Required task — Write the records out again exactly, leaving no images in.
------ Given data
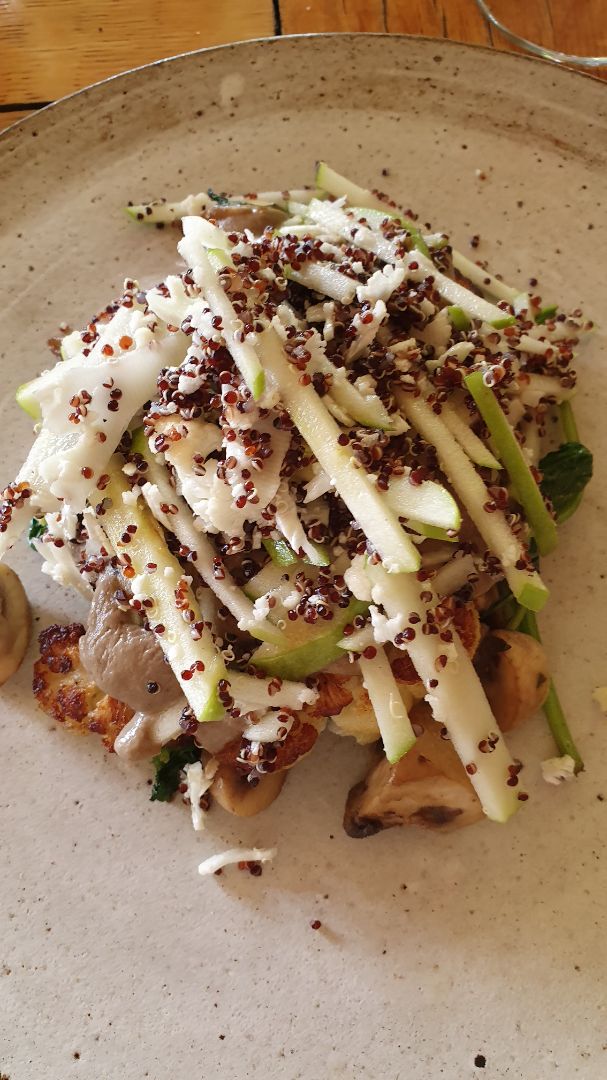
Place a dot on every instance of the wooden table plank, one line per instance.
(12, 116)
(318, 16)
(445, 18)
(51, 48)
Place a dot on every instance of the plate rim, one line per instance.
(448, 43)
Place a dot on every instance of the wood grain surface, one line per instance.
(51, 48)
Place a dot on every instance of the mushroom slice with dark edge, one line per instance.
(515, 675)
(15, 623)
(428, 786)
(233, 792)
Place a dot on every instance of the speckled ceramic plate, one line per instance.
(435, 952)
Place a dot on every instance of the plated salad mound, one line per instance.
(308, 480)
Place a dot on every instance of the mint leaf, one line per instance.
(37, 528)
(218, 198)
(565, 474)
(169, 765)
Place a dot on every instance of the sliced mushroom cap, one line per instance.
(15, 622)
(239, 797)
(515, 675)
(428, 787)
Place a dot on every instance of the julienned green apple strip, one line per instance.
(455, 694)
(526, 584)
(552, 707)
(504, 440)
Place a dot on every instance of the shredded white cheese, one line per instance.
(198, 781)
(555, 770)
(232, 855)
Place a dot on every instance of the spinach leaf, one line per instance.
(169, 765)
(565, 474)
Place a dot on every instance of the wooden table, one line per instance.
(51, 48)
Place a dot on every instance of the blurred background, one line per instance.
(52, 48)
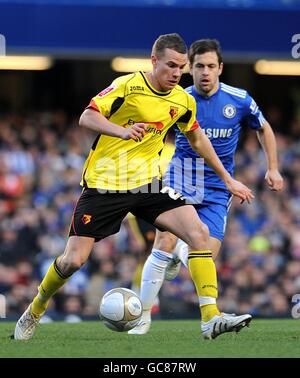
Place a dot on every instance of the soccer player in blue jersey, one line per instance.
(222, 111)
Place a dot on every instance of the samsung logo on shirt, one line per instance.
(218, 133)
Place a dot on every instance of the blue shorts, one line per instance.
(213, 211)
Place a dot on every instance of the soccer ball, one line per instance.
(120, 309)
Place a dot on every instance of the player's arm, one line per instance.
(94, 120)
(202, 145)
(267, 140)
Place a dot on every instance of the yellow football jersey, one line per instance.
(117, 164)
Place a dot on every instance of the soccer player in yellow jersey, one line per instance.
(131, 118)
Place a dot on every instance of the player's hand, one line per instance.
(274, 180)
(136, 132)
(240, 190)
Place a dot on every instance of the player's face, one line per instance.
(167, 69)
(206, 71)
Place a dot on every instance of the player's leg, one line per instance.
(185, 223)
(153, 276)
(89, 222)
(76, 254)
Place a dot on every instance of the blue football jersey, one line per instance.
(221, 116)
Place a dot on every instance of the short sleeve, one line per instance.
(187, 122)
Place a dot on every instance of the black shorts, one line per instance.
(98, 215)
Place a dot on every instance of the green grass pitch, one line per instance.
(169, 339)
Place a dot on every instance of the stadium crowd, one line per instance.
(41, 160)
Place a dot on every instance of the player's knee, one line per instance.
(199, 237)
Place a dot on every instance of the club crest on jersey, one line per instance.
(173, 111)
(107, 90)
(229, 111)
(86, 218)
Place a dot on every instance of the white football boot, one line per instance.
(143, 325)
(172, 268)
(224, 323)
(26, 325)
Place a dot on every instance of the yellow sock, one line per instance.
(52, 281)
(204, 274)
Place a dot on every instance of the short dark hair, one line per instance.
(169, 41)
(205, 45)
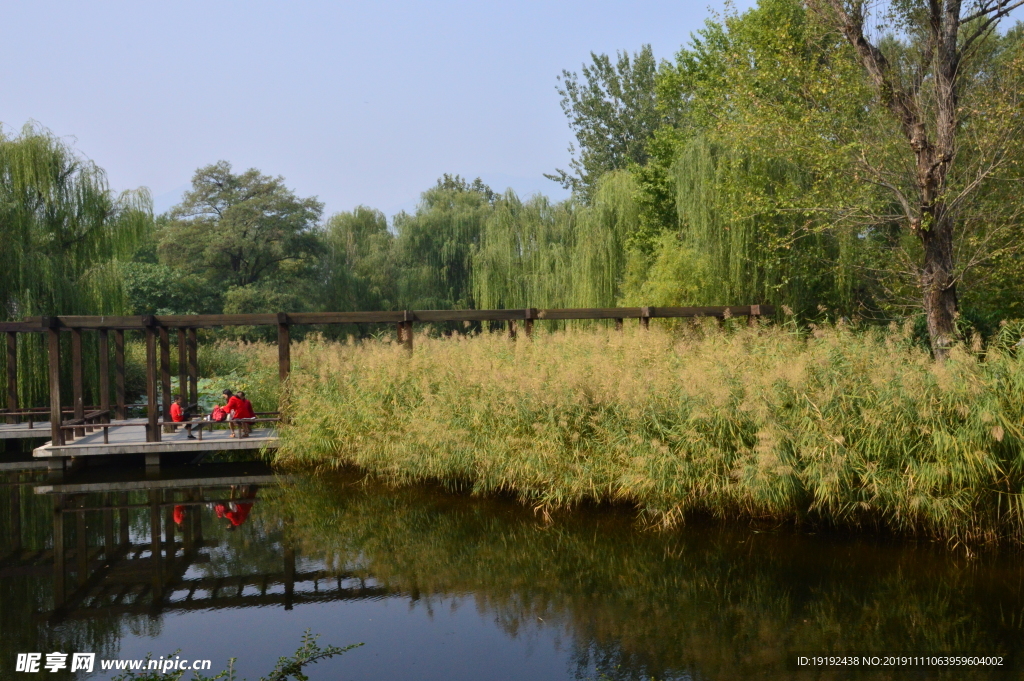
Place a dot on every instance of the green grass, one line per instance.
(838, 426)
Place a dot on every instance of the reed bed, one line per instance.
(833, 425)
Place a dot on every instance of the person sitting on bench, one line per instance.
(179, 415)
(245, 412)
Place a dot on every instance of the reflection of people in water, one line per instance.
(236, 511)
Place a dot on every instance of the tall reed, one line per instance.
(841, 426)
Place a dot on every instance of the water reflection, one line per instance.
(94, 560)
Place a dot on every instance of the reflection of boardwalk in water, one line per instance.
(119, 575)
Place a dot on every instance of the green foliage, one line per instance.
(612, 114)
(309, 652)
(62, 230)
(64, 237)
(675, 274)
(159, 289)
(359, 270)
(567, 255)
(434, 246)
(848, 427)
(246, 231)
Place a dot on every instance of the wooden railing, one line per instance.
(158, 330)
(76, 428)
------------
Task solution —
Place a dot on every instance of the wooden table plank, one line per instance.
(12, 116)
(318, 16)
(445, 18)
(51, 48)
Place a dot on every instance of the plate rim, one line per instance.
(448, 43)
Place a dot on every instance of the wood grain surface, one line per instance.
(51, 48)
Place a dot on every instance of the mushroom slice with dark edge, one line per instance.
(515, 675)
(15, 623)
(428, 786)
(233, 792)
Place a dot on every instance of the speckled ceramic plate, one line per instance.
(435, 952)
Place a dot on every instance of the plated salad mound, one line per instance.
(308, 480)
Place a dot on every instance of the mint leaf, one line per instance.
(37, 528)
(218, 198)
(565, 474)
(169, 765)
Place a dot on every instance of the sliced mushroom cap, one line per instance.
(15, 622)
(239, 797)
(515, 675)
(428, 787)
Place a dot on every instance of the julienned green apple strip, one line per instance.
(455, 694)
(526, 584)
(552, 707)
(504, 440)
Place a dot on every instance of the shredded white cheese, one line per instance.
(198, 781)
(555, 770)
(232, 855)
Place a dot on every instance of the spinach leaf, one line per instance.
(169, 765)
(565, 474)
Place a dot on every instance of the wooden table, one line per instance.
(51, 48)
Place a dot on every instance of the blurred background, one line per instance.
(52, 48)
Place a dot on every instance of the soccer player in blue jersey, one line per instance.
(222, 111)
Place a dot on every instance of the samsung logo on shirt, one line per instance.
(218, 133)
Place a dot on every instance of the blue shorts, one line per instance.
(213, 211)
Place a dot on every instance of the soccer ball, one line per instance.
(120, 309)
Place a dot on every instance of the player's arm, one line per instance.
(94, 120)
(202, 145)
(267, 140)
Place a dot on every instance of the yellow football jersey, one line per instance.
(117, 164)
Place a dot on every instance of the soccer player in yellow jersey, one line per instance.
(131, 118)
Place a dot on every instance of the player's hand, one line per instance.
(274, 180)
(136, 132)
(240, 190)
Place a dot on every instance of the player's face, one line per instance.
(167, 69)
(206, 71)
Place a dot on every instance of the player's leg, one line per instance.
(185, 223)
(153, 276)
(89, 222)
(76, 254)
Place a dot on every instance of the blue football jersey, one line per instance.
(221, 116)
Place a dot on every instance of the short sleeve, one line per instance.
(187, 122)
Place a dot on every instance of the black shorts, one line per instance.
(98, 215)
Place a dot on every instance of the green grass pitch, one line per instance.
(169, 339)
Place a dot on every instance of the stadium crowd, one line per instance.
(41, 160)
Place a dot on every instance of the player's knee, one line per instance.
(199, 237)
Place a dot on every instance of the club crest on jersey, one line per instance.
(173, 111)
(107, 90)
(229, 111)
(86, 218)
Place a dot on every instance of the white football boot, one line per instance.
(143, 325)
(172, 268)
(224, 323)
(26, 325)
Place a dot on every instance of the yellow sock, one line per instance.
(52, 281)
(204, 274)
Place a dot on every instance of the short dark hair, one line per instance.
(169, 41)
(205, 45)
Place a dot on every instance of the green grass, one line per instance.
(838, 426)
Place a dot on every instance of the reed bed, one line per instance.
(833, 425)
Place a dot on every instance of the person sitting on bench, one line per instance.
(179, 415)
(245, 412)
Place a dot on every instance of the reflection of people in water, one line per instance.
(236, 511)
Place a dot on every instance of the tall reed, one line per instance.
(841, 426)
Place a dot on every instance of the water reflection, one line per instance.
(94, 560)
Place a dot on every instance of the reflection of boardwalk in water, one line per instance.
(119, 575)
Place a dot on every instance of the green foliage, one line per instance.
(612, 114)
(309, 652)
(62, 230)
(64, 237)
(675, 274)
(159, 289)
(359, 270)
(567, 255)
(434, 246)
(848, 427)
(246, 231)
Place a dot on every instance of the wooden railing, one line per instance.
(158, 330)
(76, 428)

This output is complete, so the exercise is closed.